> REQUEST:
Please give the listing again, word for word, with nothing left out.

> DATA TO PROCESS:
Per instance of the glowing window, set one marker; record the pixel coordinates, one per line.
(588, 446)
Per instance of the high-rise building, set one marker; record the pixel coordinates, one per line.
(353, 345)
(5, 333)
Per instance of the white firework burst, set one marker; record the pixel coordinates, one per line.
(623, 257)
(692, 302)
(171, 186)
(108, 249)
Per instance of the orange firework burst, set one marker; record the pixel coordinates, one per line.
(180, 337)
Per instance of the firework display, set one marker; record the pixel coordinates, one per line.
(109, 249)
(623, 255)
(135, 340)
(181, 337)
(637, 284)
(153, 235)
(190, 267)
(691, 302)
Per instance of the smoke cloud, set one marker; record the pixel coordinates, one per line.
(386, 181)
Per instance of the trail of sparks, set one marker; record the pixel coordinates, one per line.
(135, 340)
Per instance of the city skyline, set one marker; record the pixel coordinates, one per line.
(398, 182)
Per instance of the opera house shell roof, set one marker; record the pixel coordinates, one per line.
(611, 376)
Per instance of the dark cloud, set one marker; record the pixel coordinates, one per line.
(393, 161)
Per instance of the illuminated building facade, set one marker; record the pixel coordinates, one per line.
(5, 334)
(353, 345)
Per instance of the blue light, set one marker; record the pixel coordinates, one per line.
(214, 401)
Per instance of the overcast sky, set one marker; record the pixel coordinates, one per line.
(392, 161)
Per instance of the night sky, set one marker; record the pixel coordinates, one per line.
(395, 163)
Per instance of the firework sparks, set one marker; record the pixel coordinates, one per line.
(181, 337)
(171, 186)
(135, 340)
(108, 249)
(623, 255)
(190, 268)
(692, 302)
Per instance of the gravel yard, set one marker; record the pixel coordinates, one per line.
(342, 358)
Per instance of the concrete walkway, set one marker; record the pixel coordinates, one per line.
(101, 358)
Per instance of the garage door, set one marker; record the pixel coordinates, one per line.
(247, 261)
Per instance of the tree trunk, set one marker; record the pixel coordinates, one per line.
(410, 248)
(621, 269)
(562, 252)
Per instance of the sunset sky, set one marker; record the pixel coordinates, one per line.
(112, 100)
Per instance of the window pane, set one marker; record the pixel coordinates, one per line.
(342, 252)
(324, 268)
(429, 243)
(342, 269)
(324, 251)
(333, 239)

> WRITTEN SOLUTION:
Per instance of the glowing window, set one marker; record the pixel coordinates, one per line.
(588, 446)
Per instance of the high-rise building, set one marker; record the pixel coordinates, one per line.
(353, 345)
(5, 333)
Per instance of the white firework burst, set one marker; record the pixel coordinates, one per line.
(623, 257)
(692, 302)
(171, 186)
(108, 249)
Per instance of the orange firework burst, set one marker; record the pixel coordinates, one per line.
(180, 337)
Per instance of the firework display, set one marker; record the pixel coordinates, one per line.
(109, 249)
(623, 255)
(135, 340)
(181, 337)
(637, 284)
(153, 235)
(190, 267)
(691, 302)
Per instance of the smoke cloud, set one marker; record the pixel coordinates, one per line.
(386, 181)
Per instance of the trail of sparks, set one marker; record the pixel coordinates, one per line.
(135, 340)
Per instance of the city skyline, set one marker; record the pixel coordinates, one per line.
(398, 182)
Per instance of the opera house shell roof, set one marker; record the pixel coordinates, one per line.
(611, 376)
Per instance of the dark cloud, set one marker; record the pixel coordinates, one per line.
(393, 161)
Per instance of the illuminated building facade, set one marker; record the pixel coordinates, one per line.
(5, 334)
(353, 345)
Per instance of the blue light, set one marker; record the pixel coordinates, one per line.
(214, 401)
Per instance of the overcast sky, set one marker; record the pixel coordinates, one per line.
(392, 161)
Per instance of the night sky, set one marker; record the pixel coordinates, one per line.
(395, 163)
Per instance of the firework sparks, set one marker; record the pixel coordinates, one per line.
(181, 337)
(171, 186)
(135, 340)
(108, 249)
(623, 255)
(190, 268)
(692, 302)
Per instance of the gravel yard, set one marker; record the pixel coordinates, one per line.
(342, 358)
Per instance of the concrete walkway, set one marker; record the pixel coordinates, one per line.
(101, 358)
Per instance of the garage door, set one marker; record the pixel coordinates, one per line.
(247, 261)
Per instance of the tree trunk, set one marker; record the pixel coordinates, one per line.
(410, 248)
(621, 269)
(562, 252)
Per instance of the sunset sky, set one marker; record the pixel coordinates, one per line.
(112, 100)
Per instance of the window pane, set one marker; record the pixel coordinates, one per line.
(342, 252)
(324, 268)
(429, 243)
(342, 269)
(324, 251)
(333, 239)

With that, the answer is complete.